Instructions for the task
Report how many lines in the records contain the word "reflection". Give only the number.

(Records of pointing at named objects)
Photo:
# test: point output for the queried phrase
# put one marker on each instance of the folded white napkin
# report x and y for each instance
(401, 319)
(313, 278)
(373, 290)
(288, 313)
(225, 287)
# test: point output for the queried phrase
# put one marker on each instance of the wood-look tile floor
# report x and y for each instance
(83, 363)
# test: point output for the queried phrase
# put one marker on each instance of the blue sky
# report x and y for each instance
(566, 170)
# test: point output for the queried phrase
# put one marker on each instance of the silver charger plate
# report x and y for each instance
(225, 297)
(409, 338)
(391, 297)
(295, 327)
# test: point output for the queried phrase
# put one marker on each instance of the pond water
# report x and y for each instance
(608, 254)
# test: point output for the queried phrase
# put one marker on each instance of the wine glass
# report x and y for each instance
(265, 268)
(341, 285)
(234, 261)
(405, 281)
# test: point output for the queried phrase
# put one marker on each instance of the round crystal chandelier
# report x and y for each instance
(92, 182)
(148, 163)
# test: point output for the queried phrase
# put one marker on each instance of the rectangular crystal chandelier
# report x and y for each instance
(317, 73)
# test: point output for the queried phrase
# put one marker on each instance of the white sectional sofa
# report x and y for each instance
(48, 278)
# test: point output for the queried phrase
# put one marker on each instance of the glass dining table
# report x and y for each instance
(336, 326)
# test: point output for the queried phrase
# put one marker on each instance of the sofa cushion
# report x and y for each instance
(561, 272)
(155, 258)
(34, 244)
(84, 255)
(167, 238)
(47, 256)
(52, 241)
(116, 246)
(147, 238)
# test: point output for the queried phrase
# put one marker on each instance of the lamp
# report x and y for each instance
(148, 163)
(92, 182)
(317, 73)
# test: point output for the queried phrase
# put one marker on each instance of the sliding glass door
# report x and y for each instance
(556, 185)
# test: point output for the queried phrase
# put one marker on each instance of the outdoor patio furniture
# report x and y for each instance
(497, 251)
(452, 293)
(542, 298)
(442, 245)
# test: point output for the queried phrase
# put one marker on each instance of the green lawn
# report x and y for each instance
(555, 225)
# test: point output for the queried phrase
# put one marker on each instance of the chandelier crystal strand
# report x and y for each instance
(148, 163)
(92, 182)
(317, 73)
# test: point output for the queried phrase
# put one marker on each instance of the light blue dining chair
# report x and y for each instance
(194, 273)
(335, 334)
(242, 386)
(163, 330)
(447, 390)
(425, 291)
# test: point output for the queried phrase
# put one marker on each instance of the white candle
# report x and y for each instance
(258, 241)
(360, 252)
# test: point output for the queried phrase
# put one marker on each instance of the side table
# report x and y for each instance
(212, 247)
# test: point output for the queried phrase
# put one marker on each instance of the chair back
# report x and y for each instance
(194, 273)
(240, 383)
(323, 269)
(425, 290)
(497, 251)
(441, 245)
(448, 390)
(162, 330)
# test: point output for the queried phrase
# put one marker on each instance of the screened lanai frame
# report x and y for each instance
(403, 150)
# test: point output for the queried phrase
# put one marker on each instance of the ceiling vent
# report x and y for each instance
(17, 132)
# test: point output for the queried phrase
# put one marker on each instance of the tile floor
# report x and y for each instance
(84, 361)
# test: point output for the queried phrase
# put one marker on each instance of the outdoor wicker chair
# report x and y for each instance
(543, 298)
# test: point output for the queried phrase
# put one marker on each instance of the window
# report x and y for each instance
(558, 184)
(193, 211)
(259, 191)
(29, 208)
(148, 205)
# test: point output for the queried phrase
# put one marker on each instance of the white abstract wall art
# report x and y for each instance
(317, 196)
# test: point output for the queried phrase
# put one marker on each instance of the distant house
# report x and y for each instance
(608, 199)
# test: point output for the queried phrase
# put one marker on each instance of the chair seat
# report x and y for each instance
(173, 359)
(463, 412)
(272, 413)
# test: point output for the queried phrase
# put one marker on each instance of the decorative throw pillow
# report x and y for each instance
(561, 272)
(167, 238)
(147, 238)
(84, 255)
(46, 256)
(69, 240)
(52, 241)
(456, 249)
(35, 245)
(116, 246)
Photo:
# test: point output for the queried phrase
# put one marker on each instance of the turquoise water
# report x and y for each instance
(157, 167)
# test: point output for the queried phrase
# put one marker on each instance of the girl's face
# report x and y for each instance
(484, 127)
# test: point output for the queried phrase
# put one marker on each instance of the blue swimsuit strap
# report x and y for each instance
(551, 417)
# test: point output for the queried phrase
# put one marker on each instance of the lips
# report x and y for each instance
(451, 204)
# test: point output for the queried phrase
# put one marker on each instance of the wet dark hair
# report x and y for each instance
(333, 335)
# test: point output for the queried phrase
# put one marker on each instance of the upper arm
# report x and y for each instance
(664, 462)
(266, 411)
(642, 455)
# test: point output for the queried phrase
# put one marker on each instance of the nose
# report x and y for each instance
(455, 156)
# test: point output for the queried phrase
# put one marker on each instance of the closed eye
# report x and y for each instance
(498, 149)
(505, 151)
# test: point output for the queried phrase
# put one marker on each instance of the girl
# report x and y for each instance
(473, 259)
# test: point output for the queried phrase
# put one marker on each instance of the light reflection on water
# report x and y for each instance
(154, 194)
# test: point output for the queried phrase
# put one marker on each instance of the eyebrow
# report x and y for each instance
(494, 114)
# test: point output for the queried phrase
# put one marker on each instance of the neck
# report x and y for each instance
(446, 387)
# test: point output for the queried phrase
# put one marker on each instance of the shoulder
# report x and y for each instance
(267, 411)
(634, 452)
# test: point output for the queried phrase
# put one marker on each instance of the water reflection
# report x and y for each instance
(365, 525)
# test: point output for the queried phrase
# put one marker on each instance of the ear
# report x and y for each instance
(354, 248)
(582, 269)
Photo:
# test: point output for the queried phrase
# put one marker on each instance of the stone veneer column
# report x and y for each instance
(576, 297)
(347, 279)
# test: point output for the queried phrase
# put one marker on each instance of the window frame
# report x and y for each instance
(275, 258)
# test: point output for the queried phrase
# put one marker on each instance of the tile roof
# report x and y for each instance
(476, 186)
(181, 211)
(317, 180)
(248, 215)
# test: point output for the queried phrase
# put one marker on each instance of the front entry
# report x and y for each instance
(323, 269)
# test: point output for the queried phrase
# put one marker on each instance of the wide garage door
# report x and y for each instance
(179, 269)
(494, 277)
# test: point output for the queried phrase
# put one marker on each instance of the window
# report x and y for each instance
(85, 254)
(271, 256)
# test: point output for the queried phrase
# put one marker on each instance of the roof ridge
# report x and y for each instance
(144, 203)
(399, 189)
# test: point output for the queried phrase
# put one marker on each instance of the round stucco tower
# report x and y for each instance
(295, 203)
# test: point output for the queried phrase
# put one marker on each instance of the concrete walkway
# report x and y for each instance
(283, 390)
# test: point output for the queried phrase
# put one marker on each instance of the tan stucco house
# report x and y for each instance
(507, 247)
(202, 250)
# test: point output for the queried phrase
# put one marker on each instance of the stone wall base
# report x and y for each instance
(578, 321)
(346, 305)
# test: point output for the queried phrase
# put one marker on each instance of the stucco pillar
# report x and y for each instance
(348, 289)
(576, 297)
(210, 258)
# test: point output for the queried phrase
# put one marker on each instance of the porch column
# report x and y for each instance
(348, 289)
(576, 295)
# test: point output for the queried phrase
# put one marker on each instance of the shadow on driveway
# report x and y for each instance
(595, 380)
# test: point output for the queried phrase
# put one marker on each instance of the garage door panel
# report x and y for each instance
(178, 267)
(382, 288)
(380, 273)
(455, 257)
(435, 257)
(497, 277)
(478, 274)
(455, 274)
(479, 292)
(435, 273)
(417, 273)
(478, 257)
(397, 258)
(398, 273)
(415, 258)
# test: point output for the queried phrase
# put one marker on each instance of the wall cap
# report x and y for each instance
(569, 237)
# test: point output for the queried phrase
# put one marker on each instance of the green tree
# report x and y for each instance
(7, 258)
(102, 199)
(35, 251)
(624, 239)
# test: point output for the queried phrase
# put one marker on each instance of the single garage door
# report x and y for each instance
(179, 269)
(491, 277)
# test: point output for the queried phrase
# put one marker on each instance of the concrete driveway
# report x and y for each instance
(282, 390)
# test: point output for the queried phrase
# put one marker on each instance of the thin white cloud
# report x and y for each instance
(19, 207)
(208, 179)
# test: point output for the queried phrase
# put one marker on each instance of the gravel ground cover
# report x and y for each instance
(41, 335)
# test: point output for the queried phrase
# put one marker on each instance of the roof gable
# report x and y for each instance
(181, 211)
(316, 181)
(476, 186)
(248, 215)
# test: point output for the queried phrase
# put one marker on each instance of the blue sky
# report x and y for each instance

Finished answer
2